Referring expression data

-.-.-

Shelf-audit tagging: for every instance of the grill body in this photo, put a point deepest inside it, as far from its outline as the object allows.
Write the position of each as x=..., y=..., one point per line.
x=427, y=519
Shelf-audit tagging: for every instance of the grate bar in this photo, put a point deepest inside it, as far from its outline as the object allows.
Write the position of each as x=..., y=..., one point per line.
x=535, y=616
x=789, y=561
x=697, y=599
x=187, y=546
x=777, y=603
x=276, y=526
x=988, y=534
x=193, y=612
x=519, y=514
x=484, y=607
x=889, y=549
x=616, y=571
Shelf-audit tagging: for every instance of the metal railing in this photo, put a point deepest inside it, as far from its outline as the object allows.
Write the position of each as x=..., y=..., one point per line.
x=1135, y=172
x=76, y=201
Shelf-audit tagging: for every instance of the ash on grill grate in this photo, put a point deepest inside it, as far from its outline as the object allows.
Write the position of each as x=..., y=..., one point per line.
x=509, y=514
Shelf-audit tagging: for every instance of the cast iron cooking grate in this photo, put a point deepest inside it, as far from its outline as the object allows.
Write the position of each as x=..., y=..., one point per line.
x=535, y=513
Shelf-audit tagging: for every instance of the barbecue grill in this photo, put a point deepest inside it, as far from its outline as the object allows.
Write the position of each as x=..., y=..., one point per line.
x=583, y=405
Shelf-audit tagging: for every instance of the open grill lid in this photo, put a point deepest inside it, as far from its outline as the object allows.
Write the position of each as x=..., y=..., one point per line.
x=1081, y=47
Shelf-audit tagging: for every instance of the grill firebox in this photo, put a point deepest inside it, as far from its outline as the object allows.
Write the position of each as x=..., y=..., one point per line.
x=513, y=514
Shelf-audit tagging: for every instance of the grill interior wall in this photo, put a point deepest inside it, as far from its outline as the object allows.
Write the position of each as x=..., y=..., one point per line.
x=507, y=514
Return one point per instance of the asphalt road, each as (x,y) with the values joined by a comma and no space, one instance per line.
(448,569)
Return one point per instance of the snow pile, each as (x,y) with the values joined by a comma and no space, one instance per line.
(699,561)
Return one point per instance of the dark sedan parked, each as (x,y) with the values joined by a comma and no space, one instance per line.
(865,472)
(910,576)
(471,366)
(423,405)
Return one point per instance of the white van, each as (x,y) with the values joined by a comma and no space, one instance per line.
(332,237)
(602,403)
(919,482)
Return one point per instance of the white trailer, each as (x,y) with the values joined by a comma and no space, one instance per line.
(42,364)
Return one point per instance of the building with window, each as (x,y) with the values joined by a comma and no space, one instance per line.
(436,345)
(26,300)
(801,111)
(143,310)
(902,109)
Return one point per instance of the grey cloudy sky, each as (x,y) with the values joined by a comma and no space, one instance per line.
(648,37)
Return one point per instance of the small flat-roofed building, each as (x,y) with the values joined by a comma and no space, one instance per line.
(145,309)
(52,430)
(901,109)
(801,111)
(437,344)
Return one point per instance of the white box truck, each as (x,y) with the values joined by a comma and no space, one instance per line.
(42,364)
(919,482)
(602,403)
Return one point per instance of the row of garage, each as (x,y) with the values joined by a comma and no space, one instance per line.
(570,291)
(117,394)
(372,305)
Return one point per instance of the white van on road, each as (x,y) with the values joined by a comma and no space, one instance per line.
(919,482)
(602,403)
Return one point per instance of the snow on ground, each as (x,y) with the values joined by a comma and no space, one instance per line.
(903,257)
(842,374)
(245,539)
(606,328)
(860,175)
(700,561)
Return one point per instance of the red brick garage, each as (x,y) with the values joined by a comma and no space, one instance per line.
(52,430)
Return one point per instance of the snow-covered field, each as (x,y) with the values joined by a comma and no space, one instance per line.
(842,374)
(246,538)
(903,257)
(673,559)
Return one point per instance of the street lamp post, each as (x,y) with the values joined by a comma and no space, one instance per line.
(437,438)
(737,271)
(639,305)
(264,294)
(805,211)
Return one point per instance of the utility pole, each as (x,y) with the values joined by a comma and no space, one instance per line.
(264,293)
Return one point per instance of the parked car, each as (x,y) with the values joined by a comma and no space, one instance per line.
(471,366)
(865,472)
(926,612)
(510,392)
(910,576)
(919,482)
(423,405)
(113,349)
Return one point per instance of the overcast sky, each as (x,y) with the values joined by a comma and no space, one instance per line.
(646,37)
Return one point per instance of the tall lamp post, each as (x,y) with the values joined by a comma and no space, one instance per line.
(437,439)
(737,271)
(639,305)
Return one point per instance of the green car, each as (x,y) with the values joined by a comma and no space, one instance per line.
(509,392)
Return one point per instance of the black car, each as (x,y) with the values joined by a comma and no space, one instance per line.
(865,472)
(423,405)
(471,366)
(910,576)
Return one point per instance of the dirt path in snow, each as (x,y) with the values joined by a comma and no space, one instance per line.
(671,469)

-.-.-

**Activity**
Copy every entry exactly. Leave nothing out.

**Exercise output**
Shelf-audit tagging: for every instance of the grill body in this photo, put a point deepest inside it, as far from its outline as the object allows.
Write the position of each as x=..., y=..., one point per line.
x=427, y=519
Shelf-audit tagging: for every instance of the grate bar in this photo, put a point deepest inside it, as far from its outline as the object allows.
Write the position of each as x=..., y=..., one point per line.
x=535, y=616
x=789, y=561
x=697, y=599
x=187, y=546
x=777, y=603
x=276, y=526
x=988, y=534
x=193, y=612
x=519, y=514
x=484, y=607
x=889, y=549
x=616, y=571
Shelf-audit tagging: for every instance of the metal railing in this photo, put a point deepest inside it, as far from its outline as the object allows.
Write the position of each as x=..., y=..., one point per line.
x=1135, y=172
x=76, y=201
Shelf-audit tagging: for every instance of the ash on grill grate in this photo, put a point deepest inside it, as far from its outline as the object allows.
Write the position of each as x=..., y=..., one point per line.
x=509, y=514
Shelf-audit tagging: for every instance of the cast iron cooking grate in this photo, put a point deepest inside it, as far from its outline as the object allows.
Write the position of each as x=..., y=..., one point per line.
x=535, y=513
Shelf-audit tagging: for every instance of the barbecue grill in this photo, put a point deepest inside it, as far from its outline as the object allows.
Write the position of each as x=..., y=..., one point per line.
x=583, y=405
Shelf-audit tagging: for every instance of the open grill lid in this photo, put a point deepest inside it, as far from its outline as the object allows.
Write the position of each as x=..., y=..., one point per line.
x=1081, y=47
Shelf-audit tagging: for every instance of the grill firebox in this photo, put a point deepest inside it, as far from its outline as the object allows.
Write the position of each as x=..., y=..., one point per line.
x=513, y=514
Shelf-audit tagging: for every instance of the grill interior wall in this photo, put a point deepest inside it, as far from its outline as the object allows.
Write the position of each as x=..., y=..., one point per line.
x=507, y=514
Return one point per instance of the asphalt road, each as (x,y) with the values joined by a comma and no space, one instance per line.
(448,569)
Return one point per instance of the snow pile, each as (x,y) with the values joined by a comma and no space, one instance per line.
(699,561)
Return one point per instance of the dark sedan parked, each as (x,y) with the values joined by a comma and no space, one instance per line.
(865,472)
(910,576)
(471,366)
(423,405)
Return one point per instance of the white van, each as (x,y) with the values joined by a comma and no space, one instance per line.
(332,237)
(602,403)
(919,482)
Return one point per instance of the white trailer, each as (x,y) with the values joined by a comma and no space, one instance per line.
(42,364)
Return one point per instance of the building with window, each as (x,y) with the values joined by a comma and no space, one instance per line.
(436,345)
(26,300)
(801,111)
(143,310)
(902,109)
Return one point per instance of the grey cloudy sky, each as (x,y) with the values joined by a comma and no space, one instance per line.
(648,37)
Return one point per instance of the small flat-roofed building, each as (x,y) with the values joined by a comma and no space, one instance per line.
(145,309)
(52,430)
(901,109)
(801,111)
(437,344)
Return one point per instance of the white box truck, each as (x,y) with the values joined by a comma and no space, one instance per line.
(42,364)
(919,482)
(602,403)
Return one point per instance of the row of garage, each as (x,y) with the values joined by a comma and no space, one instance per line.
(570,291)
(117,394)
(372,305)
Return one point per instance of the white van on road, each as (x,y) with the values joined by a comma and no space, one instance per line.
(919,482)
(602,403)
Return one point per instance of the snow on ground, each as (x,y) with the values joined by a comma and no space, one instance per line.
(903,257)
(842,374)
(245,539)
(606,328)
(860,175)
(700,561)
Return one point per instance of the red brick garage, each as (x,y) with the values joined by a comma and no space, one instance per line.
(52,430)
Return one point per instance of the snow-covered field, each as (x,y) with the values joined by a comma and no space, one instance per line.
(842,374)
(246,538)
(903,257)
(673,559)
Return one point per instance of the street lamp post, each as (x,y) with the values joined by a comma and no space, one instance per line.
(437,438)
(737,271)
(639,305)
(264,294)
(805,211)
Return one point per instance of the utility pole, each as (x,y) with the values joined by a comma and no space, one instance per line.
(264,293)
Return one point per instance of the parked car, each as (x,y) with the values joined by a comma and no space, one instance per line.
(471,366)
(865,472)
(926,612)
(510,392)
(910,576)
(919,482)
(423,405)
(113,349)
Return one point per instance of the overcast sky, each as (x,y) with the values joined by a comma and no space, one instance per line.
(646,37)
Return one point per instance of the tall lamp post, each as (x,y) with the values joined by a comma and no space, one instance per line.
(437,439)
(737,271)
(639,305)
Return one point per instance of the green car, each as (x,y) with the values joined by a comma and no space, one instance per line.
(509,392)
Return one point per instance of the black car, each as (x,y) with the values joined by a comma and no space, one instance per line.
(865,472)
(423,405)
(471,366)
(910,576)
Return one point per instance of the dirt path in snow, each as (x,y) with the values joined by a comma and no space, one instance per line.
(671,469)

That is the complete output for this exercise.